Position identification records
[BEGIN]

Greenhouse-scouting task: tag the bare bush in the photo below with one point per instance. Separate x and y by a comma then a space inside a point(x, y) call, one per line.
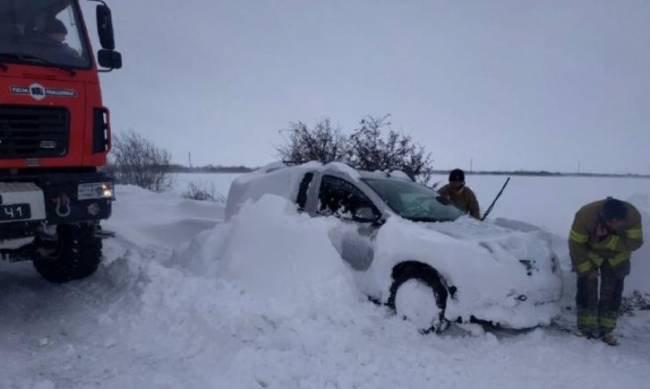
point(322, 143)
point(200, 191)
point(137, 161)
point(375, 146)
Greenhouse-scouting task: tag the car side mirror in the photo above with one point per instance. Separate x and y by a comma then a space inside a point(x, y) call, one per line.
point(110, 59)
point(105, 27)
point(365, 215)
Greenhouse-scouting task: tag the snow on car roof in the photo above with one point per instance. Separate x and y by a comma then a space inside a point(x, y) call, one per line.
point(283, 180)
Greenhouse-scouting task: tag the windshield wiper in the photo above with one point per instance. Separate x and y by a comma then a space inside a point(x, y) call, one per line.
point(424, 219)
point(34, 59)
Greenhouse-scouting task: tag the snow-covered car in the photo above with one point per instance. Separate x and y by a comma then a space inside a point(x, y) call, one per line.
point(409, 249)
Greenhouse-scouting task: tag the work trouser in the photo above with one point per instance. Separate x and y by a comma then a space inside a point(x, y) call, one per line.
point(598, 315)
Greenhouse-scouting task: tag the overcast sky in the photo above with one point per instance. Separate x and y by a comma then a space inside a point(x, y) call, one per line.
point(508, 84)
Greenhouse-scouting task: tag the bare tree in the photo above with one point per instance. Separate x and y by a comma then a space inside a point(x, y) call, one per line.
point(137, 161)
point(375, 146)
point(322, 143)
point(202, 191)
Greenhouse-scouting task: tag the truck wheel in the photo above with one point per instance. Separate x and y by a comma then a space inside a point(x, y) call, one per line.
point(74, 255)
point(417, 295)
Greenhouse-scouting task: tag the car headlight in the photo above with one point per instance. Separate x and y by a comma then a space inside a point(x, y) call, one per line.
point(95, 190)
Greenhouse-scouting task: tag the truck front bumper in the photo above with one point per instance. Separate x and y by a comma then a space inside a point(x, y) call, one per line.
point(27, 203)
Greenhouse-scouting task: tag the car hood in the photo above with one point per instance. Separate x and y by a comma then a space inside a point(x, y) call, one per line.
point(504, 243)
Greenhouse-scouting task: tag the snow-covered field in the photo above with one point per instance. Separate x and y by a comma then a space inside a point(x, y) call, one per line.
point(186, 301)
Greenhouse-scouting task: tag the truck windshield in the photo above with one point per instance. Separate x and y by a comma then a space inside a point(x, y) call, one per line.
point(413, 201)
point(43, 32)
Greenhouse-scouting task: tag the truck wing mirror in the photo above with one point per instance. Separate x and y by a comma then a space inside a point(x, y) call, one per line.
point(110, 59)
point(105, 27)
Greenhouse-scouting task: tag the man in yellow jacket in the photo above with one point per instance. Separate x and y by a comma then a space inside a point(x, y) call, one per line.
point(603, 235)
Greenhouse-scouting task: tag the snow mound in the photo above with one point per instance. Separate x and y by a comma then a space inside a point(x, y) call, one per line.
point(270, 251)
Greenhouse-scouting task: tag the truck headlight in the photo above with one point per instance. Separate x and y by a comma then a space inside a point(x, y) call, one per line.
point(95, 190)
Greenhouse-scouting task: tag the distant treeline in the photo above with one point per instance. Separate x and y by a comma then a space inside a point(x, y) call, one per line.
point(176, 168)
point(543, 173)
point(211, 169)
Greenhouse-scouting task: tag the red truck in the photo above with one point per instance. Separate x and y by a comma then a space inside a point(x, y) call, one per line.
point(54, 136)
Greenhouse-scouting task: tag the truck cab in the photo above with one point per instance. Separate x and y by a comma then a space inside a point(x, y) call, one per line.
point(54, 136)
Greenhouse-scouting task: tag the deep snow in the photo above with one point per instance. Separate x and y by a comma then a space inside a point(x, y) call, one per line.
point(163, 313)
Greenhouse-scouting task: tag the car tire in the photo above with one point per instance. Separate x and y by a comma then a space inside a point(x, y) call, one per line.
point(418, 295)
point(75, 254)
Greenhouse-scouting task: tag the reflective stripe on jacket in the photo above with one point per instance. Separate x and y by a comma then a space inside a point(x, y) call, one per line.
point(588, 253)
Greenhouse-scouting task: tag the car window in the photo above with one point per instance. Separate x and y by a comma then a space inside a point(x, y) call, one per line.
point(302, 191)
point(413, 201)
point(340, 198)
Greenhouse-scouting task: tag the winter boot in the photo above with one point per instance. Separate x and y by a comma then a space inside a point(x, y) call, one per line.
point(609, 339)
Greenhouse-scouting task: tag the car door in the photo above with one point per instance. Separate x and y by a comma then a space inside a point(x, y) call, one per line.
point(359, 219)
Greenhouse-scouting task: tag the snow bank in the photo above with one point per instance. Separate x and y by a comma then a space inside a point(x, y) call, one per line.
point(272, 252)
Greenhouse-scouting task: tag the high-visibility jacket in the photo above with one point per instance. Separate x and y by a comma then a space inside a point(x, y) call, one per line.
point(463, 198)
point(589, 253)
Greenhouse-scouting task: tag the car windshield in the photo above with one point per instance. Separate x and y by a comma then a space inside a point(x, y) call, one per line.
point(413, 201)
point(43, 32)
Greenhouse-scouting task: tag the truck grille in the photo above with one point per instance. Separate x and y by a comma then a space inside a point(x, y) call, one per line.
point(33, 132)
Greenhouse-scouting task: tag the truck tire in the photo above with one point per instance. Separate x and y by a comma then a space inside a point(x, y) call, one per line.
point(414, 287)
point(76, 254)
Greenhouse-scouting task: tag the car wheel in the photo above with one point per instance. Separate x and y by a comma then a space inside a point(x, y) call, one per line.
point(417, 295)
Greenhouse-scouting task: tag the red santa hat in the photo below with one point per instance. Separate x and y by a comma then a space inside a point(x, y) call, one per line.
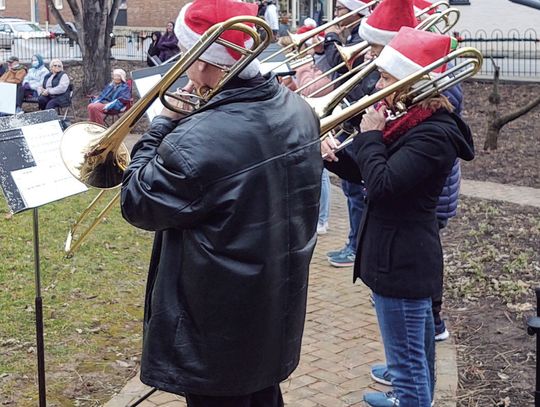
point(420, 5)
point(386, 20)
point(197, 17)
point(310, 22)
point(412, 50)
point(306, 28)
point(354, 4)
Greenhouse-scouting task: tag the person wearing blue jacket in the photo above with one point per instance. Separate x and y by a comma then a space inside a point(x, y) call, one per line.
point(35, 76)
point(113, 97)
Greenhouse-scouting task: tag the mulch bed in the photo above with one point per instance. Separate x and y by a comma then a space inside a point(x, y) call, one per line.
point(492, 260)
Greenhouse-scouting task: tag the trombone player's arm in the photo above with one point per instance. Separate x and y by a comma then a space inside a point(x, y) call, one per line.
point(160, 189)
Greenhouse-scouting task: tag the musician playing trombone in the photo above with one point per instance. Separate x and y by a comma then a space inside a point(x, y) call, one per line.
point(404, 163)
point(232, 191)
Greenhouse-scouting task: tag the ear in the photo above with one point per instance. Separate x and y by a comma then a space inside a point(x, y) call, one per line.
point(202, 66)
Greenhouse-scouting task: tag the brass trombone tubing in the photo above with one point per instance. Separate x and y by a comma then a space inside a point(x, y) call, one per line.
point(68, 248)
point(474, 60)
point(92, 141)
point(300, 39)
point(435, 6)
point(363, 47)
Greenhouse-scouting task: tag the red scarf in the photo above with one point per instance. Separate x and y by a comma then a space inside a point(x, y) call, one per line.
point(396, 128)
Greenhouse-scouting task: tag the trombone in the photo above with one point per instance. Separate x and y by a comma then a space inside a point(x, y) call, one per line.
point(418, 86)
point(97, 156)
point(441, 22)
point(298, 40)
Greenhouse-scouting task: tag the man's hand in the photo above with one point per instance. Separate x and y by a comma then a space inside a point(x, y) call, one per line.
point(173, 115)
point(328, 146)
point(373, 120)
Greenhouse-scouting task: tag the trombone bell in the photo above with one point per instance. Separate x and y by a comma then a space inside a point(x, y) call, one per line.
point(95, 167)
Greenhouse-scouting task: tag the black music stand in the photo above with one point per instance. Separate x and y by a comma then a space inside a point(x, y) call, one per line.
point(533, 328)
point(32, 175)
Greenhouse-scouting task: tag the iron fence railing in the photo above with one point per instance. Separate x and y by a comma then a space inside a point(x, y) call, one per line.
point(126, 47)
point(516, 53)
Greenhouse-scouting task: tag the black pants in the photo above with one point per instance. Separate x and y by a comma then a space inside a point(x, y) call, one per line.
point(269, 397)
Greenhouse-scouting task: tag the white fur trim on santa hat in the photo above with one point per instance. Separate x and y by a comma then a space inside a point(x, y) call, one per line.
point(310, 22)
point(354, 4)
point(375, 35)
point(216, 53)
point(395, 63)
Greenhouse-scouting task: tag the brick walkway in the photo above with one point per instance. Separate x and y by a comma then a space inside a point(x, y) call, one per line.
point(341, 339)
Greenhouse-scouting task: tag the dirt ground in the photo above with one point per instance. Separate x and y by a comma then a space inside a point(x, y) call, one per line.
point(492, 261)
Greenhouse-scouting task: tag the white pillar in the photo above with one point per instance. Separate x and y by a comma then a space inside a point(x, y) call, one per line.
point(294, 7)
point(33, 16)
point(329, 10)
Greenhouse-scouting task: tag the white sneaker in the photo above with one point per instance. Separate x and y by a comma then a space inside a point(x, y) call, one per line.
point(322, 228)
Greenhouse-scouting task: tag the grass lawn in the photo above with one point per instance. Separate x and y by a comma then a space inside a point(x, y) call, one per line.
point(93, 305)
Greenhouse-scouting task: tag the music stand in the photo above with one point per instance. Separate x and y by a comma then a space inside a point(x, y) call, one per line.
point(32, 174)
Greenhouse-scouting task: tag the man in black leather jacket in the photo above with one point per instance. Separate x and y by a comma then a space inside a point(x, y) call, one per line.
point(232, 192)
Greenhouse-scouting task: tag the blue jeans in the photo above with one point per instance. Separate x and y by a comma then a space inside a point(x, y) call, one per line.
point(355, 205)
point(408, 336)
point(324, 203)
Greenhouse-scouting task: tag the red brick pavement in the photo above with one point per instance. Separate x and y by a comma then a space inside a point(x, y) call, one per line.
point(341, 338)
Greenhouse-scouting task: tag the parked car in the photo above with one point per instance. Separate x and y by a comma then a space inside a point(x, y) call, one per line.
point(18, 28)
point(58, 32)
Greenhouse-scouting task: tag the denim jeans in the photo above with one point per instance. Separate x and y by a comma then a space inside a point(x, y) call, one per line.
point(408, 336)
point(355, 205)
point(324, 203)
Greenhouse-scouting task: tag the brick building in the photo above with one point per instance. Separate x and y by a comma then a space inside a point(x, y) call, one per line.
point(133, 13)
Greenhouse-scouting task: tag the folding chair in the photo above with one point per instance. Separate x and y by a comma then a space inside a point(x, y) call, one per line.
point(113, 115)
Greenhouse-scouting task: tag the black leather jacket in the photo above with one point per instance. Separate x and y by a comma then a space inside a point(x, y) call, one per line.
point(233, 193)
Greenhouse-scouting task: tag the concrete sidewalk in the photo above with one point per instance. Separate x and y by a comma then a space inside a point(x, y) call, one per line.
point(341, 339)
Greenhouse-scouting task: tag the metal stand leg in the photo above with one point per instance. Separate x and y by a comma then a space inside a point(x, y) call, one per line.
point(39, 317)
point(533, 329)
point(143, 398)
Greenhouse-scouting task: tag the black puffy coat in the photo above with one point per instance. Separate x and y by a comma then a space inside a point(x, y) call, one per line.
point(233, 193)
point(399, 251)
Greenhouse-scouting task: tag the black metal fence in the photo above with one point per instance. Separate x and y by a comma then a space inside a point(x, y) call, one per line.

[END]

EXERCISE
Can you rescale everything in the material from the line containing "Greenhouse-scouting task: tag the blue" down to the line containing "point(143, 398)", both ends included, by reproducing each request unchanged and multiplying every point coordinate in the answers by 1.5, rounded to whole numbers with halves going up? Return only those lines.

EXERCISE RESULT
Greenhouse-scouting task: tag the blue jeans in the photo above with one point per instance. Separate x and y by a comma then a space inside a point(x, y) call, one per line.
point(533, 308)
point(612, 504)
point(486, 305)
Greenhouse-scouting task: tag the red brick pavement in the photo above with one point per instance. Separate x and y by a comma then a space inside a point(x, y) call, one per line.
point(512, 507)
Greenhouse-scouting task: tag the parked car in the photo above with one point per instance. Separate x and y by a comma then a space inside a point(x, y) call, one per line.
point(27, 42)
point(87, 48)
Greenhouse-scouting task: tag the denim jeans in the photo above with one point per instance. Separate x and y by a comma then a space inside a point(x, y) call, one per line.
point(612, 504)
point(533, 308)
point(486, 305)
Greenhouse-scouting task: tag the brick building in the photo above with one point per instance. Separate x and y by a comma then a space inside a point(x, y) call, one per line.
point(200, 20)
Greenhouse-scouting task: tag the folding chair in the photo above with one point per instance. Separate x and y by a comma then a space inside a point(x, y) call, one per line.
point(170, 173)
Greenhouse-scouting task: tag the black leather jacket in the photo above with one point per instance. Separate x and y by a comma then a space inside a point(x, y) call, one per line.
point(350, 290)
Greenhouse-scouting task: tag the concrete sidewalk in the photo above with one point per instance. Separate x and y by a comma then a space inside a point(x, y) call, one per line.
point(512, 509)
Greenhouse-scouting task: tag the metal stand leg in the photo above with one point per instance. Separate x and y by a comma then a space inside a point(x, y) call, one per line.
point(59, 476)
point(800, 494)
point(215, 597)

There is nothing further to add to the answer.